Stored data entries
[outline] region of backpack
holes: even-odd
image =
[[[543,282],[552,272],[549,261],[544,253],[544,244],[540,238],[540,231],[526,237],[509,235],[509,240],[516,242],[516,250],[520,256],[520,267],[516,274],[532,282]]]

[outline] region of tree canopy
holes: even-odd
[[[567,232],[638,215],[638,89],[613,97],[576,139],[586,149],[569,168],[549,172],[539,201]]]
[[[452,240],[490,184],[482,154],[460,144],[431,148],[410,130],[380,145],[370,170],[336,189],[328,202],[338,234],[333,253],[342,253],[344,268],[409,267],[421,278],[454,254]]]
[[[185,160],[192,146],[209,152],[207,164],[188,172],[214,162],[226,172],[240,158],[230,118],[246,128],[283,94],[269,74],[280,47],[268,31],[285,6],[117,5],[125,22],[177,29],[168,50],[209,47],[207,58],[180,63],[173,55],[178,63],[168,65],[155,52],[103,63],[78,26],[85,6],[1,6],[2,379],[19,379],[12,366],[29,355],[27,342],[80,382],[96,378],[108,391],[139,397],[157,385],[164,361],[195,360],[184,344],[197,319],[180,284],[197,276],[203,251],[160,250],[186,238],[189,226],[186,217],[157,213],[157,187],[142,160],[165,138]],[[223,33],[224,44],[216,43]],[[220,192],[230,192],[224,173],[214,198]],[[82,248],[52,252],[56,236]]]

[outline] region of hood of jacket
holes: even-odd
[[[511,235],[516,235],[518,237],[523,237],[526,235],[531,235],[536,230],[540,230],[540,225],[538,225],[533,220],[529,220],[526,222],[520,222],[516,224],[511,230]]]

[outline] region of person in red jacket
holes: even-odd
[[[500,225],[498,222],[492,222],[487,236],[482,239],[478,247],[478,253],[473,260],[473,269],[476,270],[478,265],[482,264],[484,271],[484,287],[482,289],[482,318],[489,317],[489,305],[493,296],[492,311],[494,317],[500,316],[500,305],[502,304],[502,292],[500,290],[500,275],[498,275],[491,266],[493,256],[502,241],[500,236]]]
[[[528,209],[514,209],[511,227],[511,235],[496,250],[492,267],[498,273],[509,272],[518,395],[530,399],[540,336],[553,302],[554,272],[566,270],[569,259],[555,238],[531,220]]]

Brief:
Reproduce without change every line of the entries above, from the one containing "[outline] region of person in red jacket" through the last.

Output of the task:
[outline] region of person in red jacket
holes: even-odd
[[[500,225],[498,222],[492,222],[487,236],[482,239],[478,247],[478,253],[473,260],[473,269],[476,270],[478,265],[482,264],[484,271],[484,287],[482,289],[482,318],[489,317],[489,305],[493,296],[492,311],[494,317],[500,316],[500,305],[502,304],[502,292],[500,290],[500,275],[498,275],[491,266],[493,256],[502,241],[500,236]]]
[[[528,209],[514,209],[511,227],[511,235],[496,250],[492,267],[498,273],[509,272],[518,395],[530,399],[540,336],[553,302],[554,272],[566,270],[569,259],[555,238],[531,220]]]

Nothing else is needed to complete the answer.